DOCUMENTO –
Eppure, quando si inizia a costruire un castello di carte, si sa già che non arriverà al soffitto; alla roulette russa è scontato, che prima o poi partirà il colpo fatale. Ma 'si spera', e si tira il grilletto a occhi chiusi
».
Per parte nostra, crediamo necessario aggiungere - e ritenere come base per tutte le considerazioni tecniche, morali, giuridiche e di merito che potranno venir fatte da chiunque - che non stiamo discutendo di un caso di pericolo imminente né stiamo ricercando o valutando le sue cause, la sua entità e le modalità con cui esso potrà concretizzarsi per attribuire a chi di dovere l'onere dei provvedimenti di sicurezza: stiamo invece discutendo di una catastrofe già accaduta, di frana ed inondazione procurate, di 269 vittime.

Questo deve esser tenuto ben presente in ogni passo di questa triste vicenda, in ogni virgola di ogni scritto, in ogni parola detta, in ogni pensiero prima di esprimerlo.

Sono state create condizioni di rischio elevato che si sono risolte in strage: questo è il fatto fondamentale indiscutibile.

Per interesse, ci si è posti al di fuori delle norme, anche di quelle dettate dal buon senso.

Voci archiviate da una raccolta
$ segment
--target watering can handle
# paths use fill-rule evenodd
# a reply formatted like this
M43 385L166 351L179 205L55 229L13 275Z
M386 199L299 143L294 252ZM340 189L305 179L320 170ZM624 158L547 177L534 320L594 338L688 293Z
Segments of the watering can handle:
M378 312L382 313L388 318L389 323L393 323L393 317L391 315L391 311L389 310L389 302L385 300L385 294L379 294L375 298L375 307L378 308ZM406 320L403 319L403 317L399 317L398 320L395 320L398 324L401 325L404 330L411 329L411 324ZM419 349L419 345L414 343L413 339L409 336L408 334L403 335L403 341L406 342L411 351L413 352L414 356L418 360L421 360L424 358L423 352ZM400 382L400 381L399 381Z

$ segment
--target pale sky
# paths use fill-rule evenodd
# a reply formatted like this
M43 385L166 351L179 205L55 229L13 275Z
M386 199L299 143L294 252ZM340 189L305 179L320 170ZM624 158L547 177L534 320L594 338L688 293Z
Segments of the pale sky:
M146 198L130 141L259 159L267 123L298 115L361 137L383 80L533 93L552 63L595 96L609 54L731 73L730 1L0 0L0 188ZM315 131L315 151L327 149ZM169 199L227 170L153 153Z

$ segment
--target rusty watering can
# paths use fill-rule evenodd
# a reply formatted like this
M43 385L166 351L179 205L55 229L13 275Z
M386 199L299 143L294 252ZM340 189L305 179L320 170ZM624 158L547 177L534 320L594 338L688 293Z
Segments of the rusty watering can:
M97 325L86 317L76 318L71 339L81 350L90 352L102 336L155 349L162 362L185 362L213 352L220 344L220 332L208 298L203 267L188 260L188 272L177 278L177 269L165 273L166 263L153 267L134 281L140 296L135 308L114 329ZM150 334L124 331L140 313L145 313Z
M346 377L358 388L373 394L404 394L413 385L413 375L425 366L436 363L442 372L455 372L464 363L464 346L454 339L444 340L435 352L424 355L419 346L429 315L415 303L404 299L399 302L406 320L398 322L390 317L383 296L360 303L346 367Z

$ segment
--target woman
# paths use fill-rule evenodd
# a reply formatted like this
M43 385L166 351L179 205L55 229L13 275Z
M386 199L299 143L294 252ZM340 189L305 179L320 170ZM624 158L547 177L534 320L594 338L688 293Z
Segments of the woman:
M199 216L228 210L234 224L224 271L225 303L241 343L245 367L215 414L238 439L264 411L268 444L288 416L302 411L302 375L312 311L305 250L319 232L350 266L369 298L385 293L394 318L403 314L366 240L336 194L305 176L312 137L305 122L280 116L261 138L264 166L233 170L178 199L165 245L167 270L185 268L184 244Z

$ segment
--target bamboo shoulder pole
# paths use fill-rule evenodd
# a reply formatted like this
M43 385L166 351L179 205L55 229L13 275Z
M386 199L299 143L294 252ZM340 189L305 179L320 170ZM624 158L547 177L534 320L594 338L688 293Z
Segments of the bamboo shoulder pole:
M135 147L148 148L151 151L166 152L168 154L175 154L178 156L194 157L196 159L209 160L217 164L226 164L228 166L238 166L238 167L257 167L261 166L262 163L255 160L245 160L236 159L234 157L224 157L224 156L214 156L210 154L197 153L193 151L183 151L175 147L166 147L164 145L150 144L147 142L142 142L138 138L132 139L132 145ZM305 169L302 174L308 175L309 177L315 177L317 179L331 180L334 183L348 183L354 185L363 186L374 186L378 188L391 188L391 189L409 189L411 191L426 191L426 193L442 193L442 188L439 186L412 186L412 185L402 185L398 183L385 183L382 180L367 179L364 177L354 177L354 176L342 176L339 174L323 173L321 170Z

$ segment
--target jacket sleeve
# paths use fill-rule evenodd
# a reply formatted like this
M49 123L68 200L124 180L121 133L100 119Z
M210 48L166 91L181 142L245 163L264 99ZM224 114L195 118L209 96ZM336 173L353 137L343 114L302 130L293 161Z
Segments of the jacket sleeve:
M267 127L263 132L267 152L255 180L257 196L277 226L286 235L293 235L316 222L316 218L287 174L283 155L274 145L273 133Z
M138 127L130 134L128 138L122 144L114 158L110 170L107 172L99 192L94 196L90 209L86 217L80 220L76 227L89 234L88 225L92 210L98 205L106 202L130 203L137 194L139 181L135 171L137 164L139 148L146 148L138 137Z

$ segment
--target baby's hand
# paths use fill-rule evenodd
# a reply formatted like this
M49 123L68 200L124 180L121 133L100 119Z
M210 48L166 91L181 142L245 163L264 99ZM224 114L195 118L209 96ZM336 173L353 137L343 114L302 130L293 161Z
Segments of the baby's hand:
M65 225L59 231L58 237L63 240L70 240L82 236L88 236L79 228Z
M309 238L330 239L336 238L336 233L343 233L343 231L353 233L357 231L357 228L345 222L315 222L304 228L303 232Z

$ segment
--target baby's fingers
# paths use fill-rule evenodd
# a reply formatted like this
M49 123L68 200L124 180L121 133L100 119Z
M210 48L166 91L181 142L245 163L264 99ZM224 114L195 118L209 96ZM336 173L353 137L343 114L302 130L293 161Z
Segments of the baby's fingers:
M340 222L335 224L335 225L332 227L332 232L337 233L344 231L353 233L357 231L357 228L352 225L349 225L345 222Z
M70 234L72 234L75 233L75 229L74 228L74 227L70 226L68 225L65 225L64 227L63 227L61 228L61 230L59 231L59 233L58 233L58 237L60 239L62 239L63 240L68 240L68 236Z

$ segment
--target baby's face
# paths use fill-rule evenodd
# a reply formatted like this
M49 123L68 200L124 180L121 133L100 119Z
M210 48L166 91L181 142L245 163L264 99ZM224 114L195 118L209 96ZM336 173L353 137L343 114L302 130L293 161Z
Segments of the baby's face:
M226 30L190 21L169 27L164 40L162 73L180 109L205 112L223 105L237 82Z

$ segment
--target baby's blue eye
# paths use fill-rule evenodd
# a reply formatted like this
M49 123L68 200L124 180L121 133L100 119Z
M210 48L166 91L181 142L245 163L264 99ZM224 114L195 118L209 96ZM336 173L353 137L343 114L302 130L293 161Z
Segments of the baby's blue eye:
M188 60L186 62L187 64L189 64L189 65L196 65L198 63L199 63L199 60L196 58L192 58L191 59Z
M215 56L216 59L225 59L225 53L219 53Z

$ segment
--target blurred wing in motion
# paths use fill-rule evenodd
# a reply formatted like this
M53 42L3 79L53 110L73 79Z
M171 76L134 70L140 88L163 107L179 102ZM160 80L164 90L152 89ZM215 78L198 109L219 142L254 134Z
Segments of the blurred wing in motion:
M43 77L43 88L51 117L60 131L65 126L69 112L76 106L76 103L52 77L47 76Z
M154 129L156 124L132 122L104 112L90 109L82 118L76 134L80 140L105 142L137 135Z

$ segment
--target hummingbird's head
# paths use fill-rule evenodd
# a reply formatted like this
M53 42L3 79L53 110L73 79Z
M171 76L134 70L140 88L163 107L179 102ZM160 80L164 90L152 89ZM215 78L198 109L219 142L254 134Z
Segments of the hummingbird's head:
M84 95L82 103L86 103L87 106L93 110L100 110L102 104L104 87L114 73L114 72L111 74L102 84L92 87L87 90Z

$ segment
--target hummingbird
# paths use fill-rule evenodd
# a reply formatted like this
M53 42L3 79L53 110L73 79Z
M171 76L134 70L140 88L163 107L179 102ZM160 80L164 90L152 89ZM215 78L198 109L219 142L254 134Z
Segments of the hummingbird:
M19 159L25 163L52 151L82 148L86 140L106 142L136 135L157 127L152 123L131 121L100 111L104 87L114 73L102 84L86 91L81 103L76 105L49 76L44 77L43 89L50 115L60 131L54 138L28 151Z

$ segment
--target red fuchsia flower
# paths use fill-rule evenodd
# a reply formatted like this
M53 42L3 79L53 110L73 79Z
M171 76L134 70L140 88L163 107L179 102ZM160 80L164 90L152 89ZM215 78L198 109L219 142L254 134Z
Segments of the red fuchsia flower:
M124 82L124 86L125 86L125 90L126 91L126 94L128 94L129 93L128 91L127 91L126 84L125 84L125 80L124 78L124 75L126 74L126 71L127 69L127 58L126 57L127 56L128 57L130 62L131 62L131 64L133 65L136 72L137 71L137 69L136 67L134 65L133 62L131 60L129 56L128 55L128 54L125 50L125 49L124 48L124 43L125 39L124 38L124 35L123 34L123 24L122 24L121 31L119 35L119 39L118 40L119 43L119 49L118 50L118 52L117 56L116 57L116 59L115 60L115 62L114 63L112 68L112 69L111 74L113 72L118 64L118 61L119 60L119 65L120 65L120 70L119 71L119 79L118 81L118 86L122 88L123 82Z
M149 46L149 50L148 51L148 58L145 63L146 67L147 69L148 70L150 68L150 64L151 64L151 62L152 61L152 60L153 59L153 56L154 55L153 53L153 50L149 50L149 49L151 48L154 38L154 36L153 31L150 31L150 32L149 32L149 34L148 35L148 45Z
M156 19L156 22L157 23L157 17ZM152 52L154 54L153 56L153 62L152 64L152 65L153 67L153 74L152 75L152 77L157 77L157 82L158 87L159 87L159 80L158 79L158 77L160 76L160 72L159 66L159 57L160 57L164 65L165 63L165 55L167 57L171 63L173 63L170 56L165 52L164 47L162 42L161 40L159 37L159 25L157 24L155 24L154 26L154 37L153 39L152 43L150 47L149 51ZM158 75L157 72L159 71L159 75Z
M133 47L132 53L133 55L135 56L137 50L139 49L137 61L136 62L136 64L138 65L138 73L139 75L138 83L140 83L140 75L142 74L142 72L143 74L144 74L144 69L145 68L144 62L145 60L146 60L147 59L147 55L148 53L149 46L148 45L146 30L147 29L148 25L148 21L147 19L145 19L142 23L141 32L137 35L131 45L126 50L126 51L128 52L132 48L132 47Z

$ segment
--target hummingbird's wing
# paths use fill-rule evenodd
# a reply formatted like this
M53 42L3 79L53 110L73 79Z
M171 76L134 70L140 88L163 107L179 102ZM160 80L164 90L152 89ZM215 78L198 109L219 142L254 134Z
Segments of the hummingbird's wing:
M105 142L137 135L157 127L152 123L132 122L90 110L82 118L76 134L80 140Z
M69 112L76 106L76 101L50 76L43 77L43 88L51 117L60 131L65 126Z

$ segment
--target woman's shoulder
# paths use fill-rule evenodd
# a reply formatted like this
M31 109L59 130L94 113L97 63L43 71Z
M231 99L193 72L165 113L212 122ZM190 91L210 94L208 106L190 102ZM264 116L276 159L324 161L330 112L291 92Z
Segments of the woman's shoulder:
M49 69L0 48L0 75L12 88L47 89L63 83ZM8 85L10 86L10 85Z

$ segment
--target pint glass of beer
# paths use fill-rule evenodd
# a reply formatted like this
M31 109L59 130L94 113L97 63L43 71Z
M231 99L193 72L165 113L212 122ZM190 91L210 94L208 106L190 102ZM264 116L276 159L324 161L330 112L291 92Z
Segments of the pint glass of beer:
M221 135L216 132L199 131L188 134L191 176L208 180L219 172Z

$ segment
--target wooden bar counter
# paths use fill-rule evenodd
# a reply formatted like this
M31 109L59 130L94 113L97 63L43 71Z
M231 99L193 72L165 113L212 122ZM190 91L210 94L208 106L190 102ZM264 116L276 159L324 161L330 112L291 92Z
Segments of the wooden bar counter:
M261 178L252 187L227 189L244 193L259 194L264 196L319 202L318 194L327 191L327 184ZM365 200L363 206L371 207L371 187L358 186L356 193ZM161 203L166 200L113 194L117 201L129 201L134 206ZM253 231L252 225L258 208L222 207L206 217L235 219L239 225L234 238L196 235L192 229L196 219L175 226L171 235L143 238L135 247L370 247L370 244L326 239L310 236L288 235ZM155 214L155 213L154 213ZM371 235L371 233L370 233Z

ESERCIZI –
#1 Secondo il documento, quante vittime ha causato la catastrofe di cui si discute?
#2 Riporta dal documento il passo che va da "Questo deve esser" fino a "fatto fondamentale indiscutibile." compreso.

RISPOSTE PER ESERCIZIO –
#1 269 vittime.

#2
Questo deve esser tenuto ben presente in ogni passo di questa triste vicenda, in ogni virgola di ogni scritto, in ogni parola detta, in ogni pensiero prima di esprimerlo.

Sono state create condizioni di rischio elevato che si sono risolte in strage: questo è il fatto fondamentale indiscutibile.